→ **Exercise set**:
1. Answer these from the Connecticut incorporation guide, one line each:
(a) For how many days can a business name be reserved?
(b) What is the standard filing fee in Connecticut?
(c) What kind of address must the registered agent have?
2. In the Connecticut incorporation guide, put "debit card" in place of "credit card" and write out the part starting with "The standard filing" and going on through "for online filings.".
3. Sum up the Connecticut incorporation guide in two sentences.

How to Incorporate in Connecticut (August 2024 Update)

Written by

Meow Technologies, Inc.

Published on

Sunday, August 4, 2024

How to Incorporate in Connecticut (August 2024 Update)

Incorporating a business is an important step in the startup process that provides your company with significant benefits. Becoming a corporation creates a separate legal entity from its owners, providing liability protection for the owners' personal assets and often tax advantages as well. While incorporating requires commitment and maintenance, it can pay off greatly as your Connecticut business grows. This guide will walk you through the key steps for incorporating a for-profit business in the state of Connecticut.

Choosing a Business Name

One of the first steps for incorporating in Connecticut is deciding the official corporate name of your business. While you will likely already have a name you want to operate under, you'll need to check for any restrictions or conflicts at both the state and federal levels. Certain rules apply to business names in Connecticut:

  • The name must contain a designation such as "Corporation", "Incorporated", "Company", "Limited", or an abbreviation of these - e.g. "Corp.", "Inc.", "Co."
  • The name needs to be unique and distinguishable from existing business names in Connecticut's Secretary of State records.

You can search for name availability and reserve your desired name for 120 days by filing an “Application for Reservation of Name” with the state. While optional, reserving a name prevents anyone else from taking it before you incorporate. We recommend doing this as soon as possible once you settle on your business name.

Keep in mind that this is the official corporate name, which is separate from a "Doing Business As" (DBA) name. A DBA is an alternate name that your corporation operates under for branding or other business reasons. Using a DBA usually requires registering a trade name at the local level first. For example, the official name could be "Acme Holdings Incorporated" while it does business as "Acme Widgets".

Filing Certificate of Incorporation

To legally form your business as a Connecticut corporation, you need to file a Certificate of Incorporation with the Secretary of State's Commercial Recording Division. This can be completed:

  • Online through the state's CONCORD filing system (recommended)
  • By mail
  • In person at the Hartford office when available

The Certificate requires quite a bit of key information, including:

  • The corporation's name and business email
  • The number and types of stock shares
  • Details on the rights and preferences for stock classes
  • NAICS industry code that matches your business activities
  • Name and address of the registered agent
  • Name and address of each incorporator signing the form

The standard filing fee in Connecticut is $250. Acceptable payment methods include checks sent by mail or credit card payments processed immediately for online filings.

If needed, you can also expedite the review process to 24 hours for an additional $50 rush fee. Otherwise, regular turnaround runs about 2-3 business days in Connecticut.

After incorporating, an initial report and franchise tax payment will also be due shortly after.

Appointing a Registered Agent

A major Certificate of Incorporation requirement is appointing a registered agent for your Connecticut corporation. This agent is an individual or business entity that is officially authorized to receive service of process and other important legal or tax documents on behalf of your company.

The registered agent must have a physical street address in Connecticut and be available at that address during normal business hours. Using a reputable registered agent service can help ensure anything delivered to your business gets handled appropriately in a timely manner.

→ **Data extract**:
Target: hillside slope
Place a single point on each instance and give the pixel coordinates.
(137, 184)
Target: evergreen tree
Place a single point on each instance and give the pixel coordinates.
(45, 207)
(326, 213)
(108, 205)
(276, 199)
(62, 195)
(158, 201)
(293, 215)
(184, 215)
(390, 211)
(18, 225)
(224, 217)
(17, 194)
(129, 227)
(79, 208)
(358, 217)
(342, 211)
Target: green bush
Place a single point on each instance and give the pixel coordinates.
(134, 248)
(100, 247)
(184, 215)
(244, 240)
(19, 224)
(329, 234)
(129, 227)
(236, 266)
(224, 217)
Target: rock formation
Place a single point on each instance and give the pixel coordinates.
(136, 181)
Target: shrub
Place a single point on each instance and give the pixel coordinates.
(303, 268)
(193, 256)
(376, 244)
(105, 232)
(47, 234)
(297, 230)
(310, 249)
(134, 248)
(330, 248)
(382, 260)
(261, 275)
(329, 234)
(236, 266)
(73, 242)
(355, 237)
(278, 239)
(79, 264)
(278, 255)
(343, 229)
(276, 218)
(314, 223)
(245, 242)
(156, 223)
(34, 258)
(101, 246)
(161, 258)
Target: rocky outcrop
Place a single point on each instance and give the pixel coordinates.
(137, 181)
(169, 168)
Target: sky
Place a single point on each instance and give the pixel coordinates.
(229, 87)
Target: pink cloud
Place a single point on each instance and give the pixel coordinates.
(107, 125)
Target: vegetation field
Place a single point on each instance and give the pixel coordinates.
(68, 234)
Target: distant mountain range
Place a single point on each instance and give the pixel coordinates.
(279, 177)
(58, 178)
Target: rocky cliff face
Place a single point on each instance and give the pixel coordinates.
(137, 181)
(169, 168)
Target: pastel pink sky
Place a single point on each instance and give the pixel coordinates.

→ **Full answers**:
1.
(a) 120 days
(b) $250
(c) A physical street address in Connecticut

2.
The standard filing fee in Connecticut is $250. Acceptable payment methods include checks sent by mail or debit card payments processed immediately for online filings.

3. Incorporating a business creates a legal entity separate from its owners, which protects their personal assets and often brings tax advantages. To incorporate in Connecticut, you choose a unique name with a designation such as "Corporation" or "Inc.", file a Certificate of Incorporation with the Secretary of State for a standard fee of $250, and appoint a registered agent who has a physical street address in Connecticut.